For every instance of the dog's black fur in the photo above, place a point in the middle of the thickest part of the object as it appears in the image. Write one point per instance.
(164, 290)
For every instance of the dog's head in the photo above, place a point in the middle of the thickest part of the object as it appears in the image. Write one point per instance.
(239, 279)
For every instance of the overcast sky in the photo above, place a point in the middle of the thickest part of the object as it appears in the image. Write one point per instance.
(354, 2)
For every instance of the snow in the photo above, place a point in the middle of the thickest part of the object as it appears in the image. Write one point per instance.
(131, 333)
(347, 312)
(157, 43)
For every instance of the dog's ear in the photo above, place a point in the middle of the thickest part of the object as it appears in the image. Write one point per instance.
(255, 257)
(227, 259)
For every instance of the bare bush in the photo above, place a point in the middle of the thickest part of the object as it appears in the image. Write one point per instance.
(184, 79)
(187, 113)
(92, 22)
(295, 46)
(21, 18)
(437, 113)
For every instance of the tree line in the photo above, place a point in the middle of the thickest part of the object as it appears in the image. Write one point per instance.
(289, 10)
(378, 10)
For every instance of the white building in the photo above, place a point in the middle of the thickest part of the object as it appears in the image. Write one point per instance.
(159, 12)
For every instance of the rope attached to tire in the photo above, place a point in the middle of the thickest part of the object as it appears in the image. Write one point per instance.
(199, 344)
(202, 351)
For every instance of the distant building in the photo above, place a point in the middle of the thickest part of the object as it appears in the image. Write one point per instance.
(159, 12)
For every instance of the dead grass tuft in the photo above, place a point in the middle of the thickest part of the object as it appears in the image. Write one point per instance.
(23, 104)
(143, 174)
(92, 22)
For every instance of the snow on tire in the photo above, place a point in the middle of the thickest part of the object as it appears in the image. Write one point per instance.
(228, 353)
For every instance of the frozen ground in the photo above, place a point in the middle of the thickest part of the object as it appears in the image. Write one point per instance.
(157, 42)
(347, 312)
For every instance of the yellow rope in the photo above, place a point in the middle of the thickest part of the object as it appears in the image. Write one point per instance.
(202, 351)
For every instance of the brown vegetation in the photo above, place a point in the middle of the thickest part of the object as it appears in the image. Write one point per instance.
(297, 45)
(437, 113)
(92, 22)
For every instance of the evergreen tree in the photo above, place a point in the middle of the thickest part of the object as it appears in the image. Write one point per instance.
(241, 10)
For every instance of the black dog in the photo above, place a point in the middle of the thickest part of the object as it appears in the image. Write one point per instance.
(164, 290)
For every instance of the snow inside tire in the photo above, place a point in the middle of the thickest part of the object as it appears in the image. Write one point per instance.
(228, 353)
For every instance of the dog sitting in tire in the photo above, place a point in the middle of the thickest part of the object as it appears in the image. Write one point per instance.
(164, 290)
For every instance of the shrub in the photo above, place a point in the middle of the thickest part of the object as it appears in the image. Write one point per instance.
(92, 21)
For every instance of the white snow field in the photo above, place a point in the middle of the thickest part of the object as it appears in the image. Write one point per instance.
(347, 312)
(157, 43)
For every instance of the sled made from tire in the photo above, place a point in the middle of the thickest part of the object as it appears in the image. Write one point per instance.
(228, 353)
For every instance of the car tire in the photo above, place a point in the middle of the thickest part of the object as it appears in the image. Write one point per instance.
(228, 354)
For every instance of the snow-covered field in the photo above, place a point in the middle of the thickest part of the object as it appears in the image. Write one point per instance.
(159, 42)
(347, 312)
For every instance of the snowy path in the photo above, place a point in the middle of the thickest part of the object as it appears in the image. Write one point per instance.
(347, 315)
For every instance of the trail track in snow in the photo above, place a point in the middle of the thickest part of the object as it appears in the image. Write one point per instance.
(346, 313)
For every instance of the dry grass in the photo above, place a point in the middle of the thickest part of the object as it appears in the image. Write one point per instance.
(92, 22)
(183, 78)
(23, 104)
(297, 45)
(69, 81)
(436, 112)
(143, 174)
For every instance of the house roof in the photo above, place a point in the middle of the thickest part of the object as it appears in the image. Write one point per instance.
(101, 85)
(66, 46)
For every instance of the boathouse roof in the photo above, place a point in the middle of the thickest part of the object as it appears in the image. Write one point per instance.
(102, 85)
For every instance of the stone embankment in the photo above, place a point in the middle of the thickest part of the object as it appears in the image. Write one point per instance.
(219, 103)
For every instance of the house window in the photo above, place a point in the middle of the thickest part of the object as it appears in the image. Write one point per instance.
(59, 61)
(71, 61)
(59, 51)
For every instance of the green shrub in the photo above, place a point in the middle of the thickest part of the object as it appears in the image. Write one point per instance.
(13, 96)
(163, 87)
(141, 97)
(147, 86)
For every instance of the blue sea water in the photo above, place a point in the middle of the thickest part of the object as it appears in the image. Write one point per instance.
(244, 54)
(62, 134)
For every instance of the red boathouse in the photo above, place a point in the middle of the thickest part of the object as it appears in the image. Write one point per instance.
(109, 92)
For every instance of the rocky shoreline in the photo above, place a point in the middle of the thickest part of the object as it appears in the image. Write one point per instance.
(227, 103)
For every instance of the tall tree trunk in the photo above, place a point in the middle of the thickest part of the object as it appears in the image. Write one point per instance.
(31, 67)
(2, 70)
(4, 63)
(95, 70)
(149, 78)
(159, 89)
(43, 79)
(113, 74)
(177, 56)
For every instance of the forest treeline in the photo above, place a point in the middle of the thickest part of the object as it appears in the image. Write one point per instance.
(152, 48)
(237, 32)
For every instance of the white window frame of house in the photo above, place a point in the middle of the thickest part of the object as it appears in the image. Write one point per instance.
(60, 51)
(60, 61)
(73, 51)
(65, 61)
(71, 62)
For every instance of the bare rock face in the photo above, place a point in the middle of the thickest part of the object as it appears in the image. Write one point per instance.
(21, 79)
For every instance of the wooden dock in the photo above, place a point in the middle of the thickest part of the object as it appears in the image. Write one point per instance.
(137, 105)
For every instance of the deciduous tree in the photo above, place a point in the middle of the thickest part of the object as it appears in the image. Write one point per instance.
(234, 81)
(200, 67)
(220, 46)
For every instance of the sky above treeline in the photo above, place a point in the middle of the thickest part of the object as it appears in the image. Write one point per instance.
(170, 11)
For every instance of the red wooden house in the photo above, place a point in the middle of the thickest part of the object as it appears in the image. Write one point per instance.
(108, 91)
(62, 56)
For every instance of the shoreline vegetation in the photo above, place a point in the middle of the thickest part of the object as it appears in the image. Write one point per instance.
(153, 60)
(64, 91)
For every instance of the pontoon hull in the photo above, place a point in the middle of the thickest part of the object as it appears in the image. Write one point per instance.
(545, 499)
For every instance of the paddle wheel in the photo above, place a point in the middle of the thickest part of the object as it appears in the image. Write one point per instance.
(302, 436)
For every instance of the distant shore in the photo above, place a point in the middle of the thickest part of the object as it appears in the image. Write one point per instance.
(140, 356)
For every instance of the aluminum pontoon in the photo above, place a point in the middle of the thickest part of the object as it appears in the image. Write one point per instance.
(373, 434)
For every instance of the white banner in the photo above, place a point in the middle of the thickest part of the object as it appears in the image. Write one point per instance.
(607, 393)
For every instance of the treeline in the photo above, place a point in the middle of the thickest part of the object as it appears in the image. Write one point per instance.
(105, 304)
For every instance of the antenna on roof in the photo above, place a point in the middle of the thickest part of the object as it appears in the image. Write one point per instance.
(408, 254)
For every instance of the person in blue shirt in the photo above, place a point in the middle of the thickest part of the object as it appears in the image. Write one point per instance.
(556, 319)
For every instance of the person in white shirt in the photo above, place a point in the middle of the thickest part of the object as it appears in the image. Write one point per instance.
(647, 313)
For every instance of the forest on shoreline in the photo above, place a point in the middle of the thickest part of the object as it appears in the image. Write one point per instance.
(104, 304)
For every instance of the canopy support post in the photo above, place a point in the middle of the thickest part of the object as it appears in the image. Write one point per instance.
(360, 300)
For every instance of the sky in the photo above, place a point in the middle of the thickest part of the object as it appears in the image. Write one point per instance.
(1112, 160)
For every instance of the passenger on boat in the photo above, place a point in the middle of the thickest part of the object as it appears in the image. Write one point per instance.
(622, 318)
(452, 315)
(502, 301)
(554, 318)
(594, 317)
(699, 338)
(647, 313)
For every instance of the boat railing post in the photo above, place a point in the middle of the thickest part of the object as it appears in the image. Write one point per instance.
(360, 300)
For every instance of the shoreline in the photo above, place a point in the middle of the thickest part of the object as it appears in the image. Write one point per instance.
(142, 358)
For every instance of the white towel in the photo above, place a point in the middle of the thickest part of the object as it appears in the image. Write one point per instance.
--------
• _What the exercise asks_
Output exactly the lines from the one containing "For every instance of the shoreline in" through the last line of the records, both included. Output nothing else.

• _Output for this exercise_
For every instance of the shoreline in the photo above, place a point in the middle of the thickest part of the object as it appears in the image. Write one point per instance.
(142, 358)
For every instance of the white towel in the photo above, place a point in the middle of the thickest part of the object as it appears in the image. Write one point per instance.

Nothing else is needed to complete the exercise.